[[ Entries provided open ]]

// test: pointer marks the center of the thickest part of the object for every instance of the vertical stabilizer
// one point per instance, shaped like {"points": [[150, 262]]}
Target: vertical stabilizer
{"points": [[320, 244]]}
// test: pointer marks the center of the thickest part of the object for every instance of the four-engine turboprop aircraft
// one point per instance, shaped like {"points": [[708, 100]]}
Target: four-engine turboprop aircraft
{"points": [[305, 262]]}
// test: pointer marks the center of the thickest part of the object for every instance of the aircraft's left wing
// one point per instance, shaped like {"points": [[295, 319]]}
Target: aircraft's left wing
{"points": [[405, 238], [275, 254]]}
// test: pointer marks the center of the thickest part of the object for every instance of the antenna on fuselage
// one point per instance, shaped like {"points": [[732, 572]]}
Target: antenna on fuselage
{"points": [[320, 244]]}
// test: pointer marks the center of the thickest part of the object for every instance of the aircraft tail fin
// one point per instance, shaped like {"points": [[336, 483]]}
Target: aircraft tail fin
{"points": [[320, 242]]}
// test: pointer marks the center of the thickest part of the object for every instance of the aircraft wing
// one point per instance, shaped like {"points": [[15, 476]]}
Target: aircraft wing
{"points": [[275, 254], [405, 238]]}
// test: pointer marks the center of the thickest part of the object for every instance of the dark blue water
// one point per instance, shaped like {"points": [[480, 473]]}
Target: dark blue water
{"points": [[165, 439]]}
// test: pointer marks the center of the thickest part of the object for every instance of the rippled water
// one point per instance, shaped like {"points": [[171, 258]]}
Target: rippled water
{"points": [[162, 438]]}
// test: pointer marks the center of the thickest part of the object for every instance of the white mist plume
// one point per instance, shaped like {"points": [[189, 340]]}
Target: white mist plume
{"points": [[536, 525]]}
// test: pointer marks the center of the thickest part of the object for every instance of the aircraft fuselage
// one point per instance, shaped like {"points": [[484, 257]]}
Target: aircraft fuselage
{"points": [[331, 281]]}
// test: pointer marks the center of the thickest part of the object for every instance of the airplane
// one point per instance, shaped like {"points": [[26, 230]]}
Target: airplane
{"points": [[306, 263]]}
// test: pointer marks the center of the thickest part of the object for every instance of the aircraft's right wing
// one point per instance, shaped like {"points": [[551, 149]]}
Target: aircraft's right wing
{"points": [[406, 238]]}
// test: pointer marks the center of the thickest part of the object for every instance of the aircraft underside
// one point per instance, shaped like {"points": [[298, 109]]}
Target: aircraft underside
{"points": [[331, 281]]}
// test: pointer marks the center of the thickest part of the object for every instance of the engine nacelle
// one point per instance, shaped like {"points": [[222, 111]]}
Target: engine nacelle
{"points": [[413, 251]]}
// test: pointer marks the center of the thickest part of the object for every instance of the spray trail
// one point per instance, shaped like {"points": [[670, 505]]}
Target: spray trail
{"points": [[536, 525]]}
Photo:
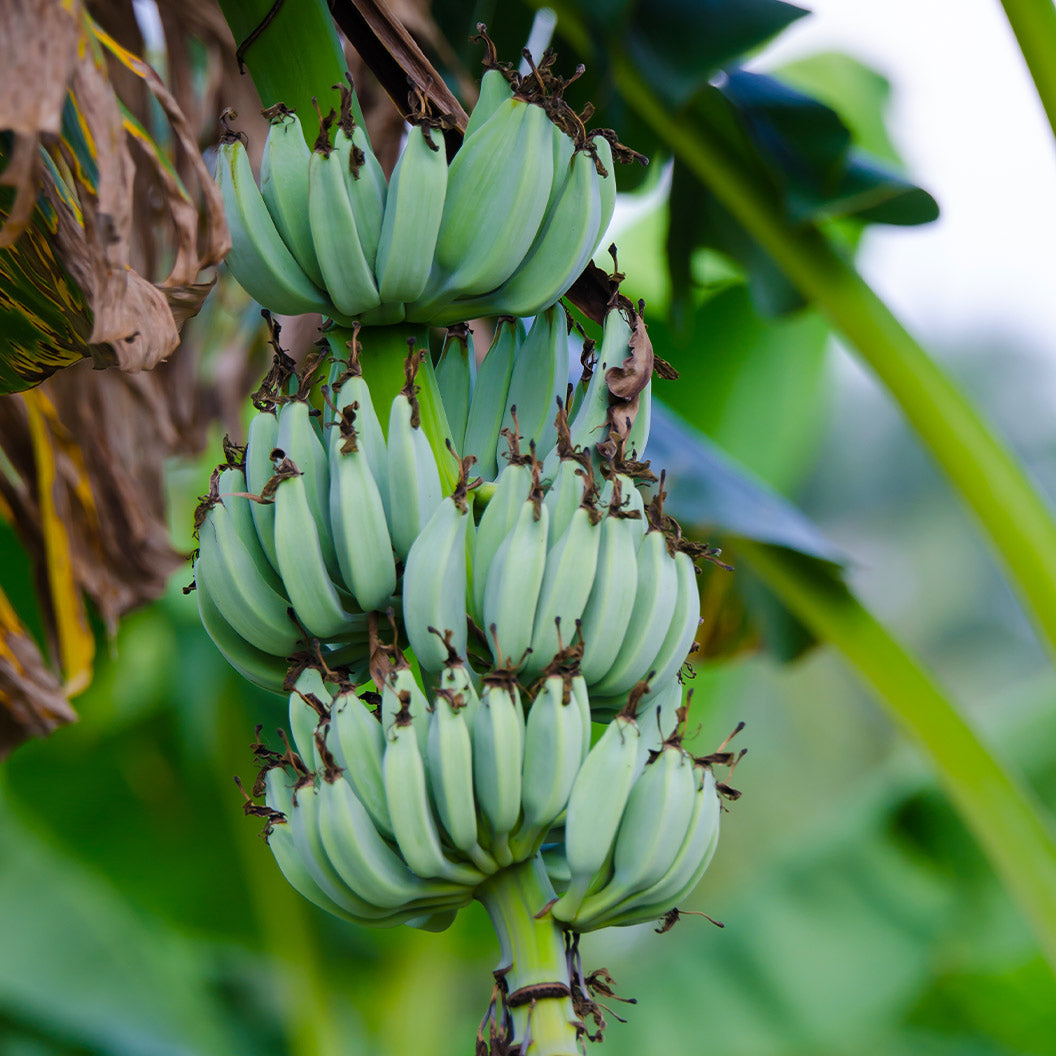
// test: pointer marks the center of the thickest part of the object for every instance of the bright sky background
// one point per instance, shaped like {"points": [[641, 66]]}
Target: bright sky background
{"points": [[968, 125]]}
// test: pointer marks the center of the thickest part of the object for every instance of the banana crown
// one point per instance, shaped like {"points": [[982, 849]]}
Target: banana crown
{"points": [[326, 232]]}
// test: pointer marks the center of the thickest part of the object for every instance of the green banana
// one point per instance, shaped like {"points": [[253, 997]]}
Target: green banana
{"points": [[360, 530], [414, 478], [259, 258], [262, 668], [412, 218], [247, 600], [358, 746], [364, 861], [498, 731], [401, 695], [596, 807], [505, 173], [552, 755], [565, 243], [655, 599], [283, 845], [409, 807], [262, 440], [500, 516], [494, 91], [284, 187], [488, 406], [564, 496], [455, 374], [567, 581], [513, 582], [540, 375], [349, 274], [684, 621], [434, 585], [450, 757], [654, 828], [685, 872], [299, 441], [606, 615], [301, 563], [364, 182]]}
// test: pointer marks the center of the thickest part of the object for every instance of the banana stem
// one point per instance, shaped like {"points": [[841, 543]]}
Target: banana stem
{"points": [[533, 956]]}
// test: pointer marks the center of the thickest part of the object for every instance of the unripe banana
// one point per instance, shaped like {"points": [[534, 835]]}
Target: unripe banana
{"points": [[685, 872], [595, 810], [488, 404], [409, 807], [284, 187], [498, 731], [308, 699], [259, 258], [504, 172], [358, 745], [494, 91], [349, 274], [262, 440], [540, 375], [564, 496], [364, 861], [607, 613], [402, 696], [656, 595], [299, 441], [262, 668], [553, 753], [684, 621], [354, 390], [567, 582], [283, 846], [247, 599], [412, 218], [607, 188], [364, 552], [414, 479], [500, 516], [301, 562], [364, 181], [513, 582], [435, 583], [565, 243], [450, 756], [454, 378], [653, 830]]}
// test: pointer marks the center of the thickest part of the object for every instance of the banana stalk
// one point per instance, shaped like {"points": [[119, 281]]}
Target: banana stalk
{"points": [[533, 959]]}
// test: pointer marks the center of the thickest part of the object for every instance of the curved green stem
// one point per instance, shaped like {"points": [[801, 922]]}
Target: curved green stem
{"points": [[1034, 23], [1004, 817], [295, 58], [533, 955]]}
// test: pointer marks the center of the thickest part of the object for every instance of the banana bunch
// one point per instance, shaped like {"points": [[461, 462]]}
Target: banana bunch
{"points": [[504, 229], [398, 813], [301, 532]]}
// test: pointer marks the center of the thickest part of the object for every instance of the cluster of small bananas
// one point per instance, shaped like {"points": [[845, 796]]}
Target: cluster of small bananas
{"points": [[506, 228], [396, 810], [315, 528]]}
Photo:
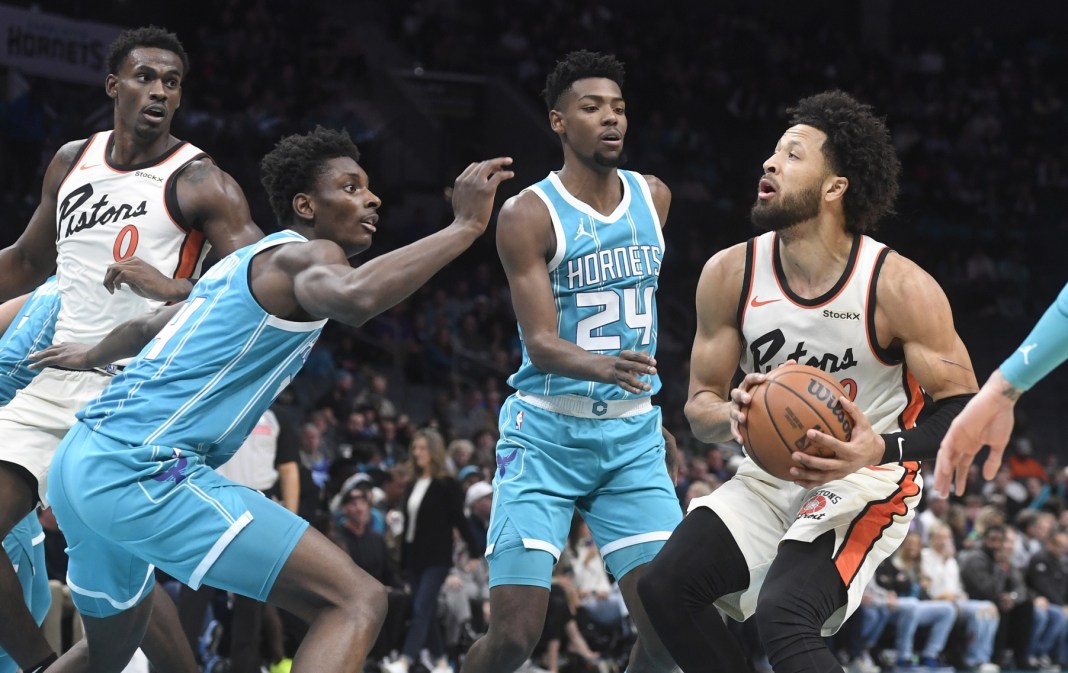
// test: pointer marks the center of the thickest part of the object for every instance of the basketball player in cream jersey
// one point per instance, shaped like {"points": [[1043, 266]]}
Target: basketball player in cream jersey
{"points": [[125, 219], [817, 291]]}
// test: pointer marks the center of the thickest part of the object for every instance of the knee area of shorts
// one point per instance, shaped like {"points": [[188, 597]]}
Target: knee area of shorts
{"points": [[656, 590], [784, 614], [515, 644]]}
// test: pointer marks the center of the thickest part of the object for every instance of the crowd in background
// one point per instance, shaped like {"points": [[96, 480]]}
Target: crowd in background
{"points": [[978, 118]]}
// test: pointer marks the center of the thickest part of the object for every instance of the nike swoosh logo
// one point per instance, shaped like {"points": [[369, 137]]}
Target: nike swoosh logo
{"points": [[757, 303]]}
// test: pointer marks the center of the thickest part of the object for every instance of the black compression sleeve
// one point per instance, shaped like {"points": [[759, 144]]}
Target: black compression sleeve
{"points": [[922, 442]]}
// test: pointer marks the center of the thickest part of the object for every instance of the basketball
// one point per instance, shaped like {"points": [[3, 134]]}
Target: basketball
{"points": [[794, 398]]}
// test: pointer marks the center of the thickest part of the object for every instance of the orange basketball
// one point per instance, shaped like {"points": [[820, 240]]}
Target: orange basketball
{"points": [[794, 398]]}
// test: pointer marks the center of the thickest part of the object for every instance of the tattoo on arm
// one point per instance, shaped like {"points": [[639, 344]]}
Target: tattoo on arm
{"points": [[1011, 392]]}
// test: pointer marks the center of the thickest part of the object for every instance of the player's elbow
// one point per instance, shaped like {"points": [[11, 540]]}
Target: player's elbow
{"points": [[542, 353], [703, 427]]}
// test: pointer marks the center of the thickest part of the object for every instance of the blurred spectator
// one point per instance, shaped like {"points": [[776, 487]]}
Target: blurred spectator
{"points": [[901, 574], [987, 574], [978, 619], [368, 550], [433, 511], [1047, 579]]}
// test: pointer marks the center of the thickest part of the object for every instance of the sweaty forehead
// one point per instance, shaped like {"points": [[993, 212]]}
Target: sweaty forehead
{"points": [[341, 167], [160, 60], [809, 137], [598, 87]]}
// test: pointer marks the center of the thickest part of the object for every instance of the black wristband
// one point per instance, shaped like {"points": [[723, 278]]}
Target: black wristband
{"points": [[922, 441]]}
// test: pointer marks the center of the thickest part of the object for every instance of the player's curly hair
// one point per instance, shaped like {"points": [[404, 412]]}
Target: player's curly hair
{"points": [[144, 36], [858, 147], [580, 65], [297, 161]]}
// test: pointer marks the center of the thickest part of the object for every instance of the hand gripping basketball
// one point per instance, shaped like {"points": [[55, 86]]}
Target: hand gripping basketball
{"points": [[792, 400]]}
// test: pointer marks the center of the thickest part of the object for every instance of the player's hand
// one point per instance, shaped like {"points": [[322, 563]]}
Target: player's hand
{"points": [[474, 189], [740, 398], [67, 356], [629, 366], [986, 420], [144, 280], [863, 449]]}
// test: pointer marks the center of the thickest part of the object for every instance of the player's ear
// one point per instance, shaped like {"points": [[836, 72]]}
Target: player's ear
{"points": [[835, 187], [303, 207], [556, 122]]}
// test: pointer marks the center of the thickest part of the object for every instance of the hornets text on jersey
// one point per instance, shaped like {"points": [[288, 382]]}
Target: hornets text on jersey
{"points": [[605, 275]]}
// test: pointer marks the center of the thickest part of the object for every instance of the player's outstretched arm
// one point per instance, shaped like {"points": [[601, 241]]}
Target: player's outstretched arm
{"points": [[988, 418], [986, 421], [31, 260], [10, 309], [712, 408], [214, 204], [124, 341], [354, 296]]}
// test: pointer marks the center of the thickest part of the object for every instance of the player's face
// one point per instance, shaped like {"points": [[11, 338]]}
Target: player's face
{"points": [[345, 209], [791, 189], [593, 121], [146, 90]]}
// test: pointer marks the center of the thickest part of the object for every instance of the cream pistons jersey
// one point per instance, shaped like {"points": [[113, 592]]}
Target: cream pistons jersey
{"points": [[107, 214], [834, 332]]}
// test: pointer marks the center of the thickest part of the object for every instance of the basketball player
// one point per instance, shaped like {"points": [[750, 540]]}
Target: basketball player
{"points": [[815, 290], [582, 251], [148, 442], [988, 418], [27, 324], [125, 217]]}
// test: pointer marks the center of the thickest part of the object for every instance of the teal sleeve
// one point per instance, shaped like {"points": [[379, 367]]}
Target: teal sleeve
{"points": [[1043, 349]]}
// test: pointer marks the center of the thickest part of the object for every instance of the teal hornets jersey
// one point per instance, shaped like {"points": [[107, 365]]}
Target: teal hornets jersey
{"points": [[31, 330], [603, 276], [205, 379]]}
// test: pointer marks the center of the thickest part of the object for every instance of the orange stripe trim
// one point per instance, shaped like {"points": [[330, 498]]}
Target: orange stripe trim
{"points": [[752, 278], [849, 278], [189, 254], [78, 160], [867, 528]]}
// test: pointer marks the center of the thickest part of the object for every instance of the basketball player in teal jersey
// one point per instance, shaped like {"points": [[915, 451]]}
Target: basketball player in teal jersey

[[ Entries provided closed ]]

**Problem requirements**
Exactly the lines above from the one with "Target: four-engine turboprop aircraft" to the one with "the dark blue water", both included, are to be quoted; leave the rest out.

**Finished exercise**
Target: four-engine turboprop aircraft
{"points": [[305, 262]]}
// test: pointer marks the center of the thickest part of the object for every instance of the aircraft's left wing
// one point per instance, shaped like {"points": [[295, 319]]}
Target: aircraft's left wing
{"points": [[405, 238], [275, 254]]}
// test: pointer marks the center of the thickest part of the object for every instance of the antenna on fuselage
// one point per instance, shaped like {"points": [[732, 572]]}
Target: antenna on fuselage
{"points": [[320, 244]]}
// test: pointer marks the center of the thickest part of the object for every instance of the aircraft tail fin
// one point per instance, shaped like {"points": [[336, 483]]}
Target: aircraft tail fin
{"points": [[320, 242]]}
// test: pointer marks the center of the thickest part of the object for every instance of the aircraft wing
// one point per instance, shaped like {"points": [[15, 476]]}
Target: aircraft wing
{"points": [[275, 254], [405, 238]]}
// test: pointer marks the center of the thickest part of the object for every instance of the dark blue water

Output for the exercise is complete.